start Extracted information
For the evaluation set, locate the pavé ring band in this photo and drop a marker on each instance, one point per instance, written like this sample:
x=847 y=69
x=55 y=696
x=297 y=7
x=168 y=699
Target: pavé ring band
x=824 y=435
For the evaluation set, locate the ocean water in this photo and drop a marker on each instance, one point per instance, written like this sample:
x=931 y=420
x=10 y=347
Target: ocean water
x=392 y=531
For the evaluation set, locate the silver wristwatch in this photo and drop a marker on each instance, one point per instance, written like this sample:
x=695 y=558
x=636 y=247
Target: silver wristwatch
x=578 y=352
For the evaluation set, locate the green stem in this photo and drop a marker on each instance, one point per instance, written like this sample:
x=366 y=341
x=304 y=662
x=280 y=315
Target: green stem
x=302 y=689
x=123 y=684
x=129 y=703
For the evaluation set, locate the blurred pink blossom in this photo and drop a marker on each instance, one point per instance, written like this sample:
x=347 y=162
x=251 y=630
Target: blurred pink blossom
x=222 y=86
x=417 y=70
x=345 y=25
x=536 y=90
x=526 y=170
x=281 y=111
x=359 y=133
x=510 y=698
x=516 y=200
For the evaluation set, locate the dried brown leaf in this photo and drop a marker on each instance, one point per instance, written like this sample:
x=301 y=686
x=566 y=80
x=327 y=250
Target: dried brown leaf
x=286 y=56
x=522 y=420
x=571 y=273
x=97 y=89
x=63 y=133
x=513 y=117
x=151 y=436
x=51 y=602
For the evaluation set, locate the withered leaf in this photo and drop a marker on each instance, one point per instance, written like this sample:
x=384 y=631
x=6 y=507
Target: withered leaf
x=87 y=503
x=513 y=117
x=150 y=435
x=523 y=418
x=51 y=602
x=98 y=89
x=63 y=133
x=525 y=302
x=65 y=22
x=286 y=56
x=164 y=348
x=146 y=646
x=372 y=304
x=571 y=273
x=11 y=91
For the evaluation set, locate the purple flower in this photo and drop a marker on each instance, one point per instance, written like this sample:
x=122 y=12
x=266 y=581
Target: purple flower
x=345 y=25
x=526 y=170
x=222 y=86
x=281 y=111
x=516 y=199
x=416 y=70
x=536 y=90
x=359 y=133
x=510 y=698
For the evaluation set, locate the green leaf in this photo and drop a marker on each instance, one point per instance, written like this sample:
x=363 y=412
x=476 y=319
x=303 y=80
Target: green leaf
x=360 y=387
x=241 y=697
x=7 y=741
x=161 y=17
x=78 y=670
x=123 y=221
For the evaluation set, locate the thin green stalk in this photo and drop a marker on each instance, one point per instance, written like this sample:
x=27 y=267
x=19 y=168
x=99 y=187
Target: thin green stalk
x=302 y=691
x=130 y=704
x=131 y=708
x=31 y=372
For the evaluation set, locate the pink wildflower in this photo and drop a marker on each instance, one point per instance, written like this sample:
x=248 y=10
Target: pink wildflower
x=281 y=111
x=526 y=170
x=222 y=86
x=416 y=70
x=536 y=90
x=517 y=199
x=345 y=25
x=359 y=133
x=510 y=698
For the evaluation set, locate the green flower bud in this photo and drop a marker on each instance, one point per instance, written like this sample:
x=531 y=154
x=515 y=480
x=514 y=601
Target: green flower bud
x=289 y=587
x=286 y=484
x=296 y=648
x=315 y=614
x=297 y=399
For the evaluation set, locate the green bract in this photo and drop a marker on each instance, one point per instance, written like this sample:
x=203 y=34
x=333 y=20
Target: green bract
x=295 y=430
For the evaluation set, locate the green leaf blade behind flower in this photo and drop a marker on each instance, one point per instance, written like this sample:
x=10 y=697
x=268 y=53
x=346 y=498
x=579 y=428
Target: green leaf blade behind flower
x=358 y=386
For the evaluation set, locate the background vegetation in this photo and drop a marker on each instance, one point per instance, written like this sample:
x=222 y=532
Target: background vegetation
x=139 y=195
end Extracted information
> Task requirements
Copy the listing above word for word, every line of it.

> Expected answer
For the evaluation set, locate the pavé ring band in this photo and drop a marker on each instance, one point per instance, written like this sample:
x=847 y=69
x=55 y=696
x=297 y=7
x=168 y=699
Target: pavé ring band
x=824 y=435
For the evaluation set, locate the ocean water in this photo and drop a marker on each instance, one point per instance, written like this sample:
x=931 y=420
x=10 y=347
Target: ocean water
x=392 y=531
For the evaluation set, locate the silver wristwatch in this photo and drop a marker on each instance, one point per instance, written like this sample:
x=695 y=558
x=636 y=247
Target: silver wristwatch
x=578 y=352
For the evaluation set, locate the green stem in this photo and drop a marker on each instance, one point per instance, written like this sample:
x=366 y=341
x=304 y=662
x=280 y=315
Target: green stem
x=302 y=689
x=123 y=684
x=129 y=703
For the evaluation set, locate the blurred pink blossom in this photo and drop a marker on each instance, one point per instance, written like this sample:
x=347 y=162
x=251 y=630
Target: blurred pink blossom
x=222 y=86
x=417 y=70
x=345 y=25
x=536 y=90
x=526 y=170
x=281 y=111
x=359 y=133
x=510 y=698
x=516 y=200
For the evaluation set, locate the dried brown leaf in this photo and drop a marker on each instance, one point per instance, written like this sample:
x=301 y=686
x=566 y=80
x=327 y=250
Target: dried brown leaf
x=286 y=56
x=522 y=420
x=571 y=273
x=97 y=89
x=63 y=133
x=513 y=117
x=151 y=436
x=51 y=602
For the evaluation set, locate the withered leaf in this photo and drop a marker on each instance, one point per instance, written like this sample:
x=384 y=631
x=6 y=507
Target: withered leaf
x=87 y=503
x=513 y=117
x=150 y=435
x=523 y=418
x=51 y=602
x=98 y=89
x=63 y=133
x=525 y=302
x=65 y=22
x=286 y=56
x=164 y=348
x=146 y=646
x=372 y=304
x=571 y=273
x=11 y=91
For the evaluation set, locate the purple flower in this photo and drop a marker on each instance, one point per instance, written like this sample:
x=122 y=12
x=266 y=581
Target: purple flower
x=345 y=25
x=526 y=170
x=222 y=86
x=281 y=111
x=516 y=199
x=416 y=70
x=536 y=90
x=359 y=133
x=510 y=698
For the evaluation set, locate the green leaf in this photo and drop a marker on each instance, one point per instance, written like this sample:
x=363 y=412
x=476 y=319
x=303 y=80
Target: green leaf
x=360 y=387
x=241 y=697
x=7 y=741
x=161 y=17
x=78 y=670
x=123 y=221
For the evaluation set, locate the thin green stalk in this photo and drop a marker on each instance, one point per instance, written like this sample:
x=27 y=267
x=19 y=168
x=99 y=187
Target: thin green stalk
x=302 y=691
x=130 y=704
x=131 y=708
x=31 y=372
For the evaluation set, locate the pink wildflower in this photo and drop a marker on each instance, one point per instance, written like this sample:
x=248 y=10
Target: pink wildflower
x=281 y=111
x=526 y=170
x=222 y=86
x=416 y=70
x=536 y=90
x=517 y=199
x=345 y=25
x=359 y=133
x=510 y=698
For the evaluation set, locate the green flower bud in this photo and drop a marker on each instance, one point per instance, written like this sample:
x=531 y=154
x=515 y=480
x=514 y=601
Target: green flower bud
x=289 y=587
x=286 y=484
x=296 y=648
x=315 y=614
x=297 y=399
For the evaluation set, locate the green bract in this photo and drop a marker on each instance, one point per instance, written like this sample:
x=203 y=34
x=333 y=20
Target: green bract
x=295 y=430
For the evaluation set, locate the green leaf blade behind flower in this photo and drop a marker on each instance, one point per instance, written like this sample:
x=10 y=697
x=268 y=53
x=346 y=498
x=579 y=428
Target: green leaf blade behind flower
x=358 y=386
For the evaluation set, locate the background vegetation in this photo and drop a marker on each instance, one point per instance, written like this sample:
x=222 y=532
Target: background vegetation
x=139 y=195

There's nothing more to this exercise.